* **What this task involves**: How many lines in the records below contain the word "gabled"? State only that number.

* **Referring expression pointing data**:
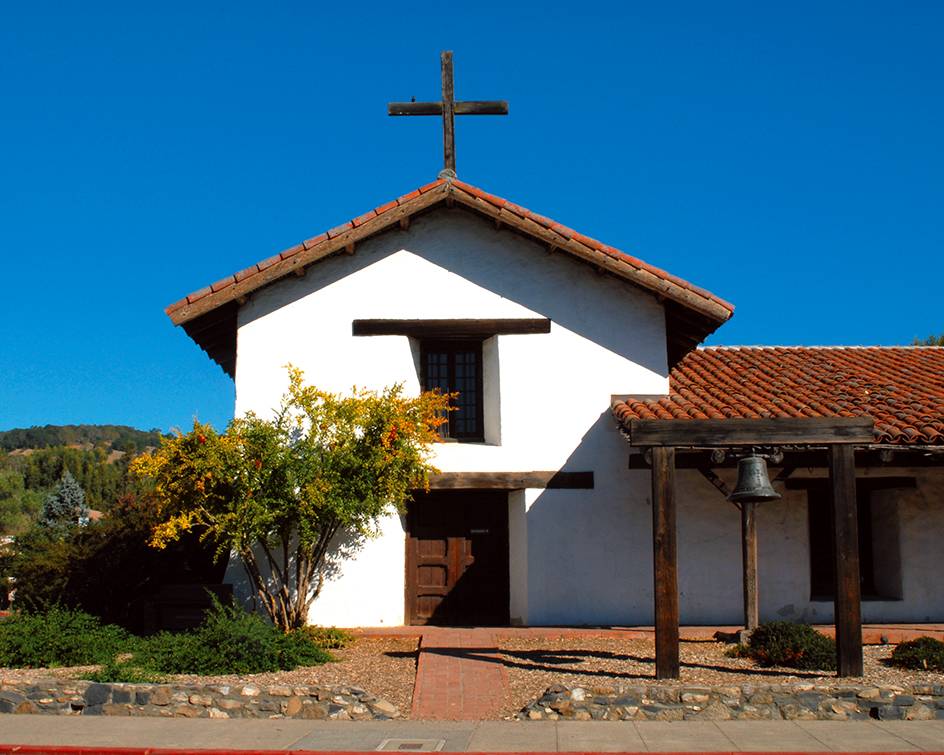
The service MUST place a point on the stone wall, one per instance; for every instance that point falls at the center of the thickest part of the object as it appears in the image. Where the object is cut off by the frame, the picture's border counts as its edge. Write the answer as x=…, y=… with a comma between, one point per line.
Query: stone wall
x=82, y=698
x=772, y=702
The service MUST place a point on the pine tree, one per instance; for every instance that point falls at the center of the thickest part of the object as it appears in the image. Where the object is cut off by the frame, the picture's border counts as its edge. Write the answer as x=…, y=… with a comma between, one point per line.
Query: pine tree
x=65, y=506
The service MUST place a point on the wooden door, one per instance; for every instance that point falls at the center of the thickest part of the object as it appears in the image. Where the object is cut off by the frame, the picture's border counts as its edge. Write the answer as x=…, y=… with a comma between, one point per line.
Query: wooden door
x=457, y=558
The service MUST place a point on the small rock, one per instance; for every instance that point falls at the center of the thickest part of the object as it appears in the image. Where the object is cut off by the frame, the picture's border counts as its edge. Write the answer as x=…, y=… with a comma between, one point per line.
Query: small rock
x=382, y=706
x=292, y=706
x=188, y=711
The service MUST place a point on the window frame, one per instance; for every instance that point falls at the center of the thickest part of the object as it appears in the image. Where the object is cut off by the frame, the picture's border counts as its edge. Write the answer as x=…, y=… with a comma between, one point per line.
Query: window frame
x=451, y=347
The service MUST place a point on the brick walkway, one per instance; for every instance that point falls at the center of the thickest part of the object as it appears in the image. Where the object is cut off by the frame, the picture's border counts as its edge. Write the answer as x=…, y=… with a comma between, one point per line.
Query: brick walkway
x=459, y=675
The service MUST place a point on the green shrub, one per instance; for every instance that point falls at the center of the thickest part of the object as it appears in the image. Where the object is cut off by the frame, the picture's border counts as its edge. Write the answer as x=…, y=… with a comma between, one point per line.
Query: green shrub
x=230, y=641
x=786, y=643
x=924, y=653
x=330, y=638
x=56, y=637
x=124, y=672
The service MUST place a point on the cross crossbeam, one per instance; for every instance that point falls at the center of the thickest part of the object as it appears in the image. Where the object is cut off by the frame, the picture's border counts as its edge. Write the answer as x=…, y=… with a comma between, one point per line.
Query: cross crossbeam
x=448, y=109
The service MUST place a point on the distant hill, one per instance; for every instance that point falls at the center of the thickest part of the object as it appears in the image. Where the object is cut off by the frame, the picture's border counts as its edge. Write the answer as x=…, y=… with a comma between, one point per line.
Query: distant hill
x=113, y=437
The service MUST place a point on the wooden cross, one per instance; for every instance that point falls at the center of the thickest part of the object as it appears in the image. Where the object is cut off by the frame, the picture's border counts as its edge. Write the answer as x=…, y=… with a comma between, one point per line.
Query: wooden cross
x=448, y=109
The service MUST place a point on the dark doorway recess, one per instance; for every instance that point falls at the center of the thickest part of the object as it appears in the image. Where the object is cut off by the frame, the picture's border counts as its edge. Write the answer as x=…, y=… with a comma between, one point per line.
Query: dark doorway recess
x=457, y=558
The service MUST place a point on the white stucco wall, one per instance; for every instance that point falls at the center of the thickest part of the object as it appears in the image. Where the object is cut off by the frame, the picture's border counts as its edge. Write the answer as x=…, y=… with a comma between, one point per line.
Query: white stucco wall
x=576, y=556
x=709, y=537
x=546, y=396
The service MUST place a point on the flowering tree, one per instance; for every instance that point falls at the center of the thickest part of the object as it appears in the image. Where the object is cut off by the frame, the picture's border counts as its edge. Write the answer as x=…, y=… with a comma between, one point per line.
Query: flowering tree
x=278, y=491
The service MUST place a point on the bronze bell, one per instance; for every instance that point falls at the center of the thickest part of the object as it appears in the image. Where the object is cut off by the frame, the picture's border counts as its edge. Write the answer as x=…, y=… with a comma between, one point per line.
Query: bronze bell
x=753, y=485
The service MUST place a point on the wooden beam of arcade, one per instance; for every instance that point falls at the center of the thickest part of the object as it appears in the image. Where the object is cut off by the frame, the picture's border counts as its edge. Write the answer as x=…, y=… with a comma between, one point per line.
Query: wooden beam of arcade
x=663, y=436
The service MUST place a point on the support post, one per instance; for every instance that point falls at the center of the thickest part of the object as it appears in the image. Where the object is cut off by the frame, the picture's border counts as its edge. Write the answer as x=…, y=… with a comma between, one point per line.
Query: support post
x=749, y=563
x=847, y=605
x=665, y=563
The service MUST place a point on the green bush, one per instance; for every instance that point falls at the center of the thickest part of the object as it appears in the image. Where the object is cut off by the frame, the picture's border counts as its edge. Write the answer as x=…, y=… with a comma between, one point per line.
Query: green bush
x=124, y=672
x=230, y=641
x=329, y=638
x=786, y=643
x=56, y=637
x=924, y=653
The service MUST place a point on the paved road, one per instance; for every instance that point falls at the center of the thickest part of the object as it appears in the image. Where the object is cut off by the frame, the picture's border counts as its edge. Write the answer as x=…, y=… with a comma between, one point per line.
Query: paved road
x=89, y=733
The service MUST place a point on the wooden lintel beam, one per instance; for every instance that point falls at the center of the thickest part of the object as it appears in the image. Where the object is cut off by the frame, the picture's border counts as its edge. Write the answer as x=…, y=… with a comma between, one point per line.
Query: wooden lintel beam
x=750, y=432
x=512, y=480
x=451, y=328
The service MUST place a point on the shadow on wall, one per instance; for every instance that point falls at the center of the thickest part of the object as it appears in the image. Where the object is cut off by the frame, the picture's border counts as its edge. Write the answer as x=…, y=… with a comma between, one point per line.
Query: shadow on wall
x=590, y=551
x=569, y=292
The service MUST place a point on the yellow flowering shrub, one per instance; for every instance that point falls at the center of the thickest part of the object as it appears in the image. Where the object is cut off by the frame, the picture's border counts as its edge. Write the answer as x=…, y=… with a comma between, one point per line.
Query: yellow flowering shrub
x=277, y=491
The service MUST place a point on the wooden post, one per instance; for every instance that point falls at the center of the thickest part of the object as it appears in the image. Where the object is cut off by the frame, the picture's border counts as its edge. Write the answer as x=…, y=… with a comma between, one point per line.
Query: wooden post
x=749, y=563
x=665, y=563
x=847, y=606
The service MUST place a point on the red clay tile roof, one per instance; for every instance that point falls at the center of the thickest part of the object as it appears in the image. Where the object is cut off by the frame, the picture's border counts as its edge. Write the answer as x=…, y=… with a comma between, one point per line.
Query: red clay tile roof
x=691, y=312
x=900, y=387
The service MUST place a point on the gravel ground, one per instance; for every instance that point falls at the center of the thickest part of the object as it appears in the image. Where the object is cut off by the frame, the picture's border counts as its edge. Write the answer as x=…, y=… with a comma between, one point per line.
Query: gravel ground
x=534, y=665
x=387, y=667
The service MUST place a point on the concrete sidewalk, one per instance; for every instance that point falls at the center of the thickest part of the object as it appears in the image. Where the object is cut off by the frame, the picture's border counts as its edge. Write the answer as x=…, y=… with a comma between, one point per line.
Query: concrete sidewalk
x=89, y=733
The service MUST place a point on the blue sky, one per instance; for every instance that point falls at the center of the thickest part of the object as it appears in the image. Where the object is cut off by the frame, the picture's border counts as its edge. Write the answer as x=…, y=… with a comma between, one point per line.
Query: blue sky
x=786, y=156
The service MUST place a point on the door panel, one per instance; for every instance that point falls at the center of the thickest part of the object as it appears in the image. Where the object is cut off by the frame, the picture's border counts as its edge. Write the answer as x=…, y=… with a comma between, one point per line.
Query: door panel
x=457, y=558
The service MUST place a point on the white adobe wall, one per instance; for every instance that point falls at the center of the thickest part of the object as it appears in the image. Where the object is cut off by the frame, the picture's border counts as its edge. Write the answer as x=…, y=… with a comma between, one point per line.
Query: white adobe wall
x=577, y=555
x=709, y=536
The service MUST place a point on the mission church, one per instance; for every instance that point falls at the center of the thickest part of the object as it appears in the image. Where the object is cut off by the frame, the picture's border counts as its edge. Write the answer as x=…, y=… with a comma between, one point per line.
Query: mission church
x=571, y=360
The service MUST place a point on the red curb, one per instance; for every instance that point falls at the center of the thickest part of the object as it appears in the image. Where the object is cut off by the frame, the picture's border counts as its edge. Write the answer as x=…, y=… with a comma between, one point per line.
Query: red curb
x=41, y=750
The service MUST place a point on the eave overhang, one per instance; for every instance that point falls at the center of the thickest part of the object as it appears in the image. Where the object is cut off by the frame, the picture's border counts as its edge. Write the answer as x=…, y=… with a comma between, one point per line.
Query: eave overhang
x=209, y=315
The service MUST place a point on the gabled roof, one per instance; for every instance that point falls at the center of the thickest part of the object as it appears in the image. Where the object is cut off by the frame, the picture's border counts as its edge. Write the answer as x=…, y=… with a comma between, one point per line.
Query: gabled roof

* **Response to this task**: 2